Your objective
The records below need to be repeated exactly, with every picture left out.

Record set
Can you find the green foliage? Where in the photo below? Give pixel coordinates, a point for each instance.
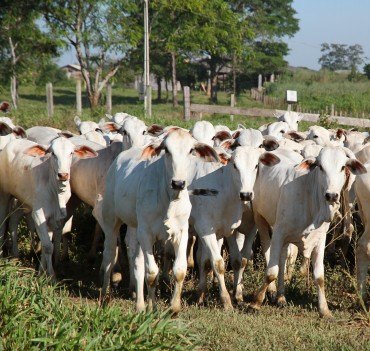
(340, 56)
(38, 315)
(367, 70)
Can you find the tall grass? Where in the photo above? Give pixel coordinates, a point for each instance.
(37, 315)
(318, 90)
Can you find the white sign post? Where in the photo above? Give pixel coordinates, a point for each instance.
(291, 98)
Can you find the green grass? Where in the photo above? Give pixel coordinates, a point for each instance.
(37, 315)
(318, 90)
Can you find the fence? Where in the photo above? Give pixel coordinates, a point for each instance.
(197, 110)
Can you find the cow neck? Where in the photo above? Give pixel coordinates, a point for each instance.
(319, 207)
(60, 193)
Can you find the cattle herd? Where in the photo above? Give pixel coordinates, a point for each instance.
(177, 187)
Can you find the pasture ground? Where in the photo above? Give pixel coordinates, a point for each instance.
(34, 315)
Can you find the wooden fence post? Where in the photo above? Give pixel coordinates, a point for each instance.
(49, 99)
(78, 97)
(259, 82)
(186, 103)
(109, 98)
(232, 104)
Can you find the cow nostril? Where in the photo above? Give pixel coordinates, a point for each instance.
(331, 197)
(63, 176)
(246, 196)
(178, 184)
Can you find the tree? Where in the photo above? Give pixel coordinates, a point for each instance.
(24, 45)
(100, 32)
(341, 56)
(367, 70)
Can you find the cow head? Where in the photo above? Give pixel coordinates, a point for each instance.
(245, 162)
(60, 153)
(292, 118)
(179, 147)
(331, 166)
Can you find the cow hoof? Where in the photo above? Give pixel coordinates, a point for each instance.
(271, 296)
(253, 308)
(281, 301)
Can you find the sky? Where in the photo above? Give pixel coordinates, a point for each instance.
(330, 21)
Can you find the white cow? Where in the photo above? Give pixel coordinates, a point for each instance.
(302, 203)
(152, 198)
(204, 132)
(39, 179)
(362, 189)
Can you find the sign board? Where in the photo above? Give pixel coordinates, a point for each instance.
(291, 96)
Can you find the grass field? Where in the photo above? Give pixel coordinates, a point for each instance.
(36, 315)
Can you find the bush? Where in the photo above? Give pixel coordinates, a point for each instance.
(37, 315)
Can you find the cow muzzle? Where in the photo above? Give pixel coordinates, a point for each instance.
(246, 196)
(63, 176)
(178, 184)
(332, 197)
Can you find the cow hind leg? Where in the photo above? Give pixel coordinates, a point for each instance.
(318, 274)
(238, 265)
(218, 265)
(363, 261)
(179, 269)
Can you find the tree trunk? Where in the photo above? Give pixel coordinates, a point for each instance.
(13, 91)
(213, 85)
(234, 75)
(175, 103)
(13, 79)
(159, 91)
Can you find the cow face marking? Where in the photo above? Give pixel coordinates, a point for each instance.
(133, 131)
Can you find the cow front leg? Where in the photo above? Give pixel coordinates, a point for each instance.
(362, 262)
(238, 267)
(318, 274)
(280, 300)
(179, 268)
(211, 246)
(146, 242)
(272, 270)
(46, 237)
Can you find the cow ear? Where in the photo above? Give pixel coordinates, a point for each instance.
(77, 121)
(65, 134)
(308, 164)
(224, 157)
(151, 150)
(84, 152)
(36, 151)
(292, 134)
(269, 159)
(206, 152)
(155, 129)
(110, 127)
(222, 135)
(19, 132)
(229, 144)
(5, 129)
(355, 166)
(270, 143)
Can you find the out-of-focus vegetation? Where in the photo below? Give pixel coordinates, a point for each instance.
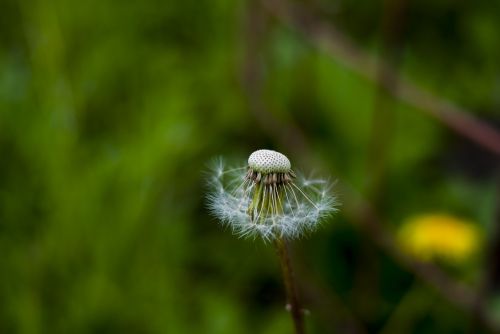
(109, 112)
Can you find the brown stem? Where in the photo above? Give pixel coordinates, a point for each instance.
(293, 304)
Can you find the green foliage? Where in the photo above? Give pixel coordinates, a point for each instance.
(109, 112)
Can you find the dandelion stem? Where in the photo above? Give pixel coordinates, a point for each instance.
(293, 304)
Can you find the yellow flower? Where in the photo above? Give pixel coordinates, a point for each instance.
(439, 236)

Response below
Can you find the green foliage? Where in the photo below? Give pixel coordinates, a point for each instance.
(340, 56)
(38, 315)
(367, 70)
Can you find the tall grass? Where in the photo above? Give pixel coordinates, a point for each instance.
(37, 315)
(318, 90)
Can you find the white sign post? Where in the photo above? Give pixel coordinates, a point for each instance.
(291, 98)
Can you find the green grass? Where in the photo above? Give pixel coordinates, a point for each instance.
(37, 315)
(318, 90)
Can you find the fence? Where in the photo above? Give pixel coordinates, a point for each instance.
(197, 110)
Can you find the cow neck? Where in the photo above? Give pixel coordinates, a point for each instance.
(319, 207)
(60, 193)
Can you find the cattle herd? Where in the photo above? Give pixel coordinates, a point for each instance.
(177, 187)
Can you find the pasture ground? Where in the photo above? Give pixel coordinates, a point for each instance.
(34, 315)
Can you find the wooden fence post? Where in the photo above? Give pixel coordinates, a point for each instance.
(49, 99)
(78, 97)
(259, 82)
(186, 103)
(109, 98)
(232, 104)
Can you find the cow nostril? Where in the photo above? Give pixel coordinates, a point for each instance.
(331, 197)
(63, 176)
(246, 196)
(178, 184)
Can you find the tree? Where in the photo above? Give pixel coordinates, a point for each instance.
(24, 45)
(100, 32)
(341, 56)
(367, 70)
Can you find the cow head? Where in the photo above? Give pixel coordinates, a point for each instance.
(245, 162)
(60, 153)
(292, 118)
(179, 147)
(331, 166)
Can you find the cow hoof? Where in the photo above? Give pixel coordinates, a point for each instance.
(271, 296)
(253, 308)
(281, 301)
Can you find the sky? Where in the photo above? Give pixel coordinates, a point for each instance.
(330, 21)
Can you find the white cow? Where in the photo above? Give pixel coordinates, a point for each instance.
(302, 203)
(152, 198)
(204, 132)
(39, 179)
(362, 189)
Can you find the sign board? Where in the photo above? Give pixel coordinates, a point for each instance.
(291, 96)
Can you find the grass field? Where in the photo above? Give pixel coordinates, a point for each instance.
(36, 315)
Can you find the bush? Where in the photo above? Give pixel coordinates, a point for each instance.
(37, 315)
Can you find the cow muzzle? Where in the photo above? Give pixel coordinates, a point for each instance.
(246, 196)
(63, 176)
(178, 184)
(332, 197)
Can you find the cow hind leg? Where in the photo above? Give pixel coordinates, a point for each instance.
(318, 274)
(238, 265)
(218, 265)
(363, 261)
(179, 269)
Can you find the tree trunk? Where in the photo above? Give pixel coordinates, a point for each instance.
(13, 91)
(213, 85)
(234, 75)
(175, 103)
(13, 79)
(159, 91)
Can you find the cow face marking? Where in the photo above? Give pixel coordinates, a point for each instance.
(133, 131)
Can you find the cow front leg? Where in the photo above? Give pixel coordinates, a point for each instance.
(362, 262)
(238, 267)
(318, 274)
(280, 300)
(179, 268)
(211, 246)
(146, 242)
(272, 270)
(46, 237)
Can you find the cow ear? Where in the photo above? Give pixel coordinates, a point for each instance.
(77, 121)
(65, 134)
(308, 164)
(224, 157)
(151, 150)
(84, 152)
(36, 151)
(292, 134)
(269, 159)
(206, 152)
(155, 129)
(110, 127)
(222, 135)
(19, 132)
(229, 144)
(5, 129)
(355, 166)
(270, 143)
Can you find the out-of-focus vegetation? Where in the photo below? Give pixel coordinates, a point for each instance.
(109, 112)
Can you find the brown stem? Where in the photo above? Give pixel coordinates, a point for each instance.
(293, 304)
Can you find the green foliage? Where in the photo above? Give pixel coordinates, a point for each instance.
(109, 112)
Can you find the dandelion stem? Where in the photo above? Give pixel coordinates, a point for each instance.
(293, 304)
Can you find the yellow flower? Where in the photo above? Give pixel coordinates, a point for each instance.
(439, 236)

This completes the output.